# Qué se pide
Expresa como lista JSON de cadenas todo lo que va desde la línea que contiene "Pin the white bifold" hasta el final del listado, ambas incluidas. Pon una cadena por línea y omite las líneas en blanco.
=== Listado dado ===
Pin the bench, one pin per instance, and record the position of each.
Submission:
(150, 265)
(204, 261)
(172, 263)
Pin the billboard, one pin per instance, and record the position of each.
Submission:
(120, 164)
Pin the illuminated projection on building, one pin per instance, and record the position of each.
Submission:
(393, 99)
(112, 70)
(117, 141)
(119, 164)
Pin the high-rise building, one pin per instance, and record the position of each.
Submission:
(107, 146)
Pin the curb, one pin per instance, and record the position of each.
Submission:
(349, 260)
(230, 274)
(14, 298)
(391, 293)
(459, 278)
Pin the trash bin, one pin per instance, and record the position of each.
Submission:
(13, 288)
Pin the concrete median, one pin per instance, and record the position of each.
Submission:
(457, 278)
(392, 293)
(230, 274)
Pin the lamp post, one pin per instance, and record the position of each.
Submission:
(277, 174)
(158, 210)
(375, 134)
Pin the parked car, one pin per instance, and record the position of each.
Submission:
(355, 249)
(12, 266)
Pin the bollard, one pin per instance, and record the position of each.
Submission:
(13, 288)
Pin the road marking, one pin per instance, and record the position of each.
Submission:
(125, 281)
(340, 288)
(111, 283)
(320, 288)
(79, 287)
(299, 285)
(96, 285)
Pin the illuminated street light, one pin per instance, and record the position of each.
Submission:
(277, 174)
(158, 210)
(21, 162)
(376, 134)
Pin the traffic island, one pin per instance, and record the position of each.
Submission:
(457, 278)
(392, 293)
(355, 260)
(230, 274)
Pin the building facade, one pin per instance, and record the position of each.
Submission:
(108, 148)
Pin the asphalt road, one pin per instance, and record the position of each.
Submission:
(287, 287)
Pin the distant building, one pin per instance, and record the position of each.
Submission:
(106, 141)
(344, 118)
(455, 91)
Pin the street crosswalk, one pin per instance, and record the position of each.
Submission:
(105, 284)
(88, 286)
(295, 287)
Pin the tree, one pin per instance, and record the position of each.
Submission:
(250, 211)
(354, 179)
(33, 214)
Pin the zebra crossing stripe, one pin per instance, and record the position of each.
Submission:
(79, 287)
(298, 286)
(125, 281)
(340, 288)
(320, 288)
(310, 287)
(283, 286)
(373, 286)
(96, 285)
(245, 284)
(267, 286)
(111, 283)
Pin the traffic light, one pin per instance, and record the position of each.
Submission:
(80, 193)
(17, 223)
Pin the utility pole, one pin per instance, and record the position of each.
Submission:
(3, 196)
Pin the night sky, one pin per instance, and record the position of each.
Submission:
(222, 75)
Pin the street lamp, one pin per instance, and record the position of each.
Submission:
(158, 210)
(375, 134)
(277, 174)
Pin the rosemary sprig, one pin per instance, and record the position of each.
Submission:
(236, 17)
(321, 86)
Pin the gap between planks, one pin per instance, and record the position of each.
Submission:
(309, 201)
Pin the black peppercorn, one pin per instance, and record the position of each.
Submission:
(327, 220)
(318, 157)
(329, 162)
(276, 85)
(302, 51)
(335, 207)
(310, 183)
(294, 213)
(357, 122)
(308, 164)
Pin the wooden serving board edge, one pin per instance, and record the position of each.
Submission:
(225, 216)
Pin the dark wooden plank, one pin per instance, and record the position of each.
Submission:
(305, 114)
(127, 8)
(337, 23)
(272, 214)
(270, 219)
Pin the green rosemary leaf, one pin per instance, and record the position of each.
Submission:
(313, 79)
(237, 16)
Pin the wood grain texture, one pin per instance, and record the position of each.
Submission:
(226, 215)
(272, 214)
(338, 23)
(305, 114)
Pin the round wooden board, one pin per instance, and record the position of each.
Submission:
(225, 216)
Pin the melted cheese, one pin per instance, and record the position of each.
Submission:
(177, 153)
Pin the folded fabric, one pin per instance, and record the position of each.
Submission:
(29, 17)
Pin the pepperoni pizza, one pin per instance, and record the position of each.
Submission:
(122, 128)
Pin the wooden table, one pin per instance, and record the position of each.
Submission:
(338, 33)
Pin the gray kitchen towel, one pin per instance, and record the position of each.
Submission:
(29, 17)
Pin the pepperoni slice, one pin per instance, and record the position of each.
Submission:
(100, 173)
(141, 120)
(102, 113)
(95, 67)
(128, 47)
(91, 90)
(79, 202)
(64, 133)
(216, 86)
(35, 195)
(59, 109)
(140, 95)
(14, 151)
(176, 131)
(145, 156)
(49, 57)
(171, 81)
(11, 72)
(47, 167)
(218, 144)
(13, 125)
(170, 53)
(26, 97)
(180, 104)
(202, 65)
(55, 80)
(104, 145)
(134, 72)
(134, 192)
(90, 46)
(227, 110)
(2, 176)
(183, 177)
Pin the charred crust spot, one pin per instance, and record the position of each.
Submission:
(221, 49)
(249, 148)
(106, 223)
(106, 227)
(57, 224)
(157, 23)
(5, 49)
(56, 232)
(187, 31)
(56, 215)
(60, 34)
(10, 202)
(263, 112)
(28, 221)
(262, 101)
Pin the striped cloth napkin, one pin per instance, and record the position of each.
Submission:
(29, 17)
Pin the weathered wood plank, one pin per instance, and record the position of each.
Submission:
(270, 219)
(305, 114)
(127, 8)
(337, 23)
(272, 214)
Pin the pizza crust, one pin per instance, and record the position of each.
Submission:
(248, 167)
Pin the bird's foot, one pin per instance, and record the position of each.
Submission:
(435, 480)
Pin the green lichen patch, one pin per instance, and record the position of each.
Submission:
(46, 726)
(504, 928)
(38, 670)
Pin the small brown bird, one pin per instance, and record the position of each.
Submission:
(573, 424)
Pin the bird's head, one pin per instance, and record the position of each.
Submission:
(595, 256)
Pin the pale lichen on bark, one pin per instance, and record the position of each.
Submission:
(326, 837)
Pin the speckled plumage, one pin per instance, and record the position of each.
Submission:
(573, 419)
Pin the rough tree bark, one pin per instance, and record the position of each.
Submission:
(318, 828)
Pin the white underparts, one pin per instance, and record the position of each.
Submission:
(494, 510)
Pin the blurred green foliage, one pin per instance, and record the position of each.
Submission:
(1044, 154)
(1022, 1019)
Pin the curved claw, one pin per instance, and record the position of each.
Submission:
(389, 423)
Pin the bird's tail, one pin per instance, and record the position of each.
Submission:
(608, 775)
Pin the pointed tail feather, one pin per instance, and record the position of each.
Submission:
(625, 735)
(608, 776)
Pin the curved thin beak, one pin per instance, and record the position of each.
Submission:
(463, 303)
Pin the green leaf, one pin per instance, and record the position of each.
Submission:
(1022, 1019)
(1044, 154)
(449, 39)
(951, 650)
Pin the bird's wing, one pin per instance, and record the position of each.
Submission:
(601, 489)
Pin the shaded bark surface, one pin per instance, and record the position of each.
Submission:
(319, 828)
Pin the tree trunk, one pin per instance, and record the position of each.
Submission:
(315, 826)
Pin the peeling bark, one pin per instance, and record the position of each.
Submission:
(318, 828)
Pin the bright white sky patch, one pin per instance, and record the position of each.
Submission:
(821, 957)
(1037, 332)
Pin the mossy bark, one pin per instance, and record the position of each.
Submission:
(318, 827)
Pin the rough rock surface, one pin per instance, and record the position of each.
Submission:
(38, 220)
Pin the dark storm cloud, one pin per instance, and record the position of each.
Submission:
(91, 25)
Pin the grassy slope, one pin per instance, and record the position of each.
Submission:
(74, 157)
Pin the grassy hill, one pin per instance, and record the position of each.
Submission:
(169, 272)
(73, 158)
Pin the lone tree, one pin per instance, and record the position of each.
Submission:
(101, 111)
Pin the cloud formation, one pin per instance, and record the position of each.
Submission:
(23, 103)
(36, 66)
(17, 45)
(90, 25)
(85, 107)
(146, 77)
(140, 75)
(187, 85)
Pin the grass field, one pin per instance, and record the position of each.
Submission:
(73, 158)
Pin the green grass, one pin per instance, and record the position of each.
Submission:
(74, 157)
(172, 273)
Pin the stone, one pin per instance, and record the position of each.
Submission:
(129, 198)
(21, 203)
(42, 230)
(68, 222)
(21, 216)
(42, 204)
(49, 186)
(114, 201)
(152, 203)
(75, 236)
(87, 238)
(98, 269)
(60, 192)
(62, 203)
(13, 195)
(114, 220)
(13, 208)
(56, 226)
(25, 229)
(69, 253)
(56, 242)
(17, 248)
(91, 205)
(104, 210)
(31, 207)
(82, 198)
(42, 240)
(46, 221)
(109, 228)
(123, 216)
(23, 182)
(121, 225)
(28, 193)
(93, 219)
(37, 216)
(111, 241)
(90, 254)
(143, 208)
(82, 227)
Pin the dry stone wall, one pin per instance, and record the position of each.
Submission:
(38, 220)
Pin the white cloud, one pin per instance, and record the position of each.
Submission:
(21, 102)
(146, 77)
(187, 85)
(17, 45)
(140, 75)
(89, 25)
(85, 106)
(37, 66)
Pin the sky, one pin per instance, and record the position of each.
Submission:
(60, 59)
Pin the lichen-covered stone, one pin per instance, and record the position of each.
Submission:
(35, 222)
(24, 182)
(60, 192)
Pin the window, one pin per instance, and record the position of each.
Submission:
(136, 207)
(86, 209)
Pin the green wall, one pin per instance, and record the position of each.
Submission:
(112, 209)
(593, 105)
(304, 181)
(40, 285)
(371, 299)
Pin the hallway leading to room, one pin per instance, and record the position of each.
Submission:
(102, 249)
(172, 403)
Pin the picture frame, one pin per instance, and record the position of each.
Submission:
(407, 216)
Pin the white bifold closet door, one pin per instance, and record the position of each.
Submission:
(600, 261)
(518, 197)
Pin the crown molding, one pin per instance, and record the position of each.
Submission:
===
# Solución
[
  "Pin the white bifold closet door, one pin per instance, and record the position of each.",
  "Submission:",
  "(600, 261)",
  "(518, 197)",
  "Pin the crown molding, one pin per instance, and record the position of each.",
  "Submission:"
]